(Source records)
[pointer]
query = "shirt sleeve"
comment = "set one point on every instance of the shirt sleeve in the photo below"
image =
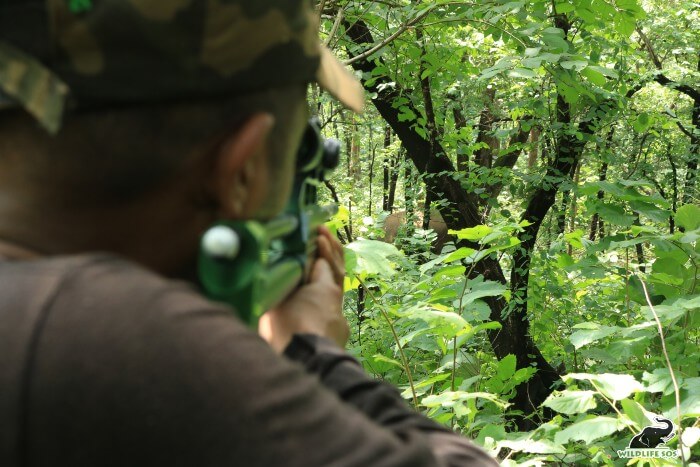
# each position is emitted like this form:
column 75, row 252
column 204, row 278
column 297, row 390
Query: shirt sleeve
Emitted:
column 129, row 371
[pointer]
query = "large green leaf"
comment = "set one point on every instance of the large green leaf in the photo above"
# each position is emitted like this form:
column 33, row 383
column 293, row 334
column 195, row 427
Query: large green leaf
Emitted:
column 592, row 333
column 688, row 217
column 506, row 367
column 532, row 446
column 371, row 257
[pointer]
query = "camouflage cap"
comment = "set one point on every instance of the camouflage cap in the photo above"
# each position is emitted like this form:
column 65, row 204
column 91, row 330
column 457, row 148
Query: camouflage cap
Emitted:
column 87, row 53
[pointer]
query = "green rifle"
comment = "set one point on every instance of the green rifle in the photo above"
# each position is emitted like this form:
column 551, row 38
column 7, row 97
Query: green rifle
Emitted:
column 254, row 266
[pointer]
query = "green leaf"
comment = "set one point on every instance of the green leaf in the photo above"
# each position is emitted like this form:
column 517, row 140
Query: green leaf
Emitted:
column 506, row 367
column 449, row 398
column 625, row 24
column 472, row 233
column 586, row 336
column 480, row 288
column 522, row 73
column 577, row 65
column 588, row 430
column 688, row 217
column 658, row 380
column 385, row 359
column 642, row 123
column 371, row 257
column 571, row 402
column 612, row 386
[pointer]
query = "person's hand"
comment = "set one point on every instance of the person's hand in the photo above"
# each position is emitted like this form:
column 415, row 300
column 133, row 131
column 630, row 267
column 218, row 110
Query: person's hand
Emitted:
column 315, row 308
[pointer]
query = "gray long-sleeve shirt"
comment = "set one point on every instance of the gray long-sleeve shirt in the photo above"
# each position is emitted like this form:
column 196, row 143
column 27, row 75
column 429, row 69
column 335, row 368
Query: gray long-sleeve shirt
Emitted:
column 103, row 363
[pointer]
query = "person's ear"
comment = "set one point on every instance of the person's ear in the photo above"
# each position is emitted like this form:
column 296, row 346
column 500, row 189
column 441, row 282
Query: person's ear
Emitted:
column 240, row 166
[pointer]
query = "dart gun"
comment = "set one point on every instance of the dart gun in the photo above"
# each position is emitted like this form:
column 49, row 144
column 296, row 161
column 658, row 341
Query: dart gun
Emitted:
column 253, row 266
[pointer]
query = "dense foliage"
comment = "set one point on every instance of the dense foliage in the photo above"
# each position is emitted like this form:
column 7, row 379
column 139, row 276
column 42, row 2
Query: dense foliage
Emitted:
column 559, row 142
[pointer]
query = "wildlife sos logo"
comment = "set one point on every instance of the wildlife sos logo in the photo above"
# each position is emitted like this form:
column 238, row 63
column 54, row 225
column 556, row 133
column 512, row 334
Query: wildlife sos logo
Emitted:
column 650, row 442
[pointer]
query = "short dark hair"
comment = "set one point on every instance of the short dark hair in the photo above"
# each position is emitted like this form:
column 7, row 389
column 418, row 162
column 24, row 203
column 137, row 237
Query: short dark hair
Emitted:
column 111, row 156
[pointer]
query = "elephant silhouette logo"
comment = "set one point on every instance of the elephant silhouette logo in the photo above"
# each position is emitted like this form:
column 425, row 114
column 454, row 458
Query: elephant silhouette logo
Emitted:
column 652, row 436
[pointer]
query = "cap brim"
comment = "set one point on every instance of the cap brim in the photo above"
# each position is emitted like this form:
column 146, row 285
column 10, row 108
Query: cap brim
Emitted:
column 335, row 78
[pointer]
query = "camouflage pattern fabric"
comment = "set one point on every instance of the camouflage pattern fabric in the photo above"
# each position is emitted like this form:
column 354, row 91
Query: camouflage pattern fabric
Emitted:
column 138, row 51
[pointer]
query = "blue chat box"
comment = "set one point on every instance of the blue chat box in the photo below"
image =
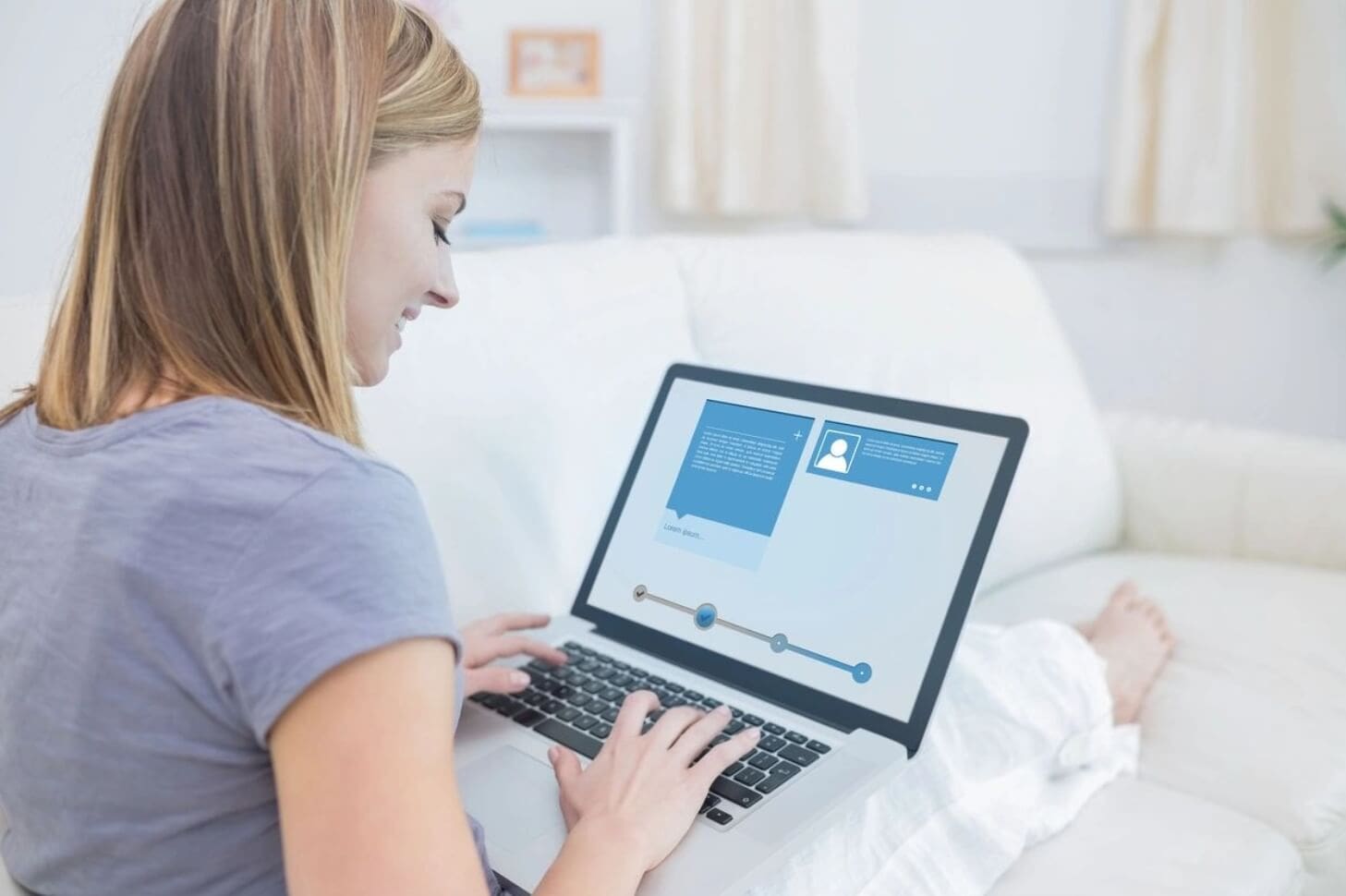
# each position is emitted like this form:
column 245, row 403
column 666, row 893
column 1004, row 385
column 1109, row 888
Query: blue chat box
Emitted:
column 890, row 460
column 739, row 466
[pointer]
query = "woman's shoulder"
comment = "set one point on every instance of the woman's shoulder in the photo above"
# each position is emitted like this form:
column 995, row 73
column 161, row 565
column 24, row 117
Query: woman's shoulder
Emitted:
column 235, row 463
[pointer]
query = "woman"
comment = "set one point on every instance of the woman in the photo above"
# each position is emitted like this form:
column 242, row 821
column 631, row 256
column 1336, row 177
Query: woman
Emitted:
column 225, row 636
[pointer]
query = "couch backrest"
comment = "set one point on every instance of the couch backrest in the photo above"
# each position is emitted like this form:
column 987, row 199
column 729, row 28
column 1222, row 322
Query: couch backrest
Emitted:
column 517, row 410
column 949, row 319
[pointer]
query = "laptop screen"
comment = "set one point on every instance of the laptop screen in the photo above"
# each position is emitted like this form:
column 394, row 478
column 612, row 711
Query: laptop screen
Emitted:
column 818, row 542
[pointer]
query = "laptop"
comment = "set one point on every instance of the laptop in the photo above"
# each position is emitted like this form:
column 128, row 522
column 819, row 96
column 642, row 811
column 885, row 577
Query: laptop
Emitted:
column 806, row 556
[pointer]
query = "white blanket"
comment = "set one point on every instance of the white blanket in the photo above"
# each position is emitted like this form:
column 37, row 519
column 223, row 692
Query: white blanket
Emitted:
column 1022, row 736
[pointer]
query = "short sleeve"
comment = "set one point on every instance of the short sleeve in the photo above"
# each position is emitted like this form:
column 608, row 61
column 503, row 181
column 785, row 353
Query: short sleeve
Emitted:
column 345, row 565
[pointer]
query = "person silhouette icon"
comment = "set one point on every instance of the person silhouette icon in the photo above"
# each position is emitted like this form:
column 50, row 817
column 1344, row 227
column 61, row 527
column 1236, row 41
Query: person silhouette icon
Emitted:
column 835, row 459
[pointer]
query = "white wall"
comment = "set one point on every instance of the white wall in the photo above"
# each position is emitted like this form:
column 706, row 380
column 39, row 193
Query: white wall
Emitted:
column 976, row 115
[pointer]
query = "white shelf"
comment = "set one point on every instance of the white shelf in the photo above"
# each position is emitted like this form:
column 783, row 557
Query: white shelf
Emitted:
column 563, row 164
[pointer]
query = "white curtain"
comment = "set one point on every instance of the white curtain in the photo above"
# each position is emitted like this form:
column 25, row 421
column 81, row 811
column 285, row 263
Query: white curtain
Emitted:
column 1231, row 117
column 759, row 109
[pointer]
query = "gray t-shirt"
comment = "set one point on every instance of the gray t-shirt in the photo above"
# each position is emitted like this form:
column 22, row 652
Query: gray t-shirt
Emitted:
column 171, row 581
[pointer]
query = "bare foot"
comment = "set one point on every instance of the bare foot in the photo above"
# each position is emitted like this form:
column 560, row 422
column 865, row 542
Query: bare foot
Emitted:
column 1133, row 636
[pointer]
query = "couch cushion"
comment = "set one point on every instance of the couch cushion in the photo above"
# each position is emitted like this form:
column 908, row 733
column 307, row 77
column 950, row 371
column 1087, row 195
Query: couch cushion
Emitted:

WORK TO BE COMPLETED:
Say how many lines in the entries contain the string "gray". Nothing else belongs in the reply.

WRITTEN SOLUTION:
6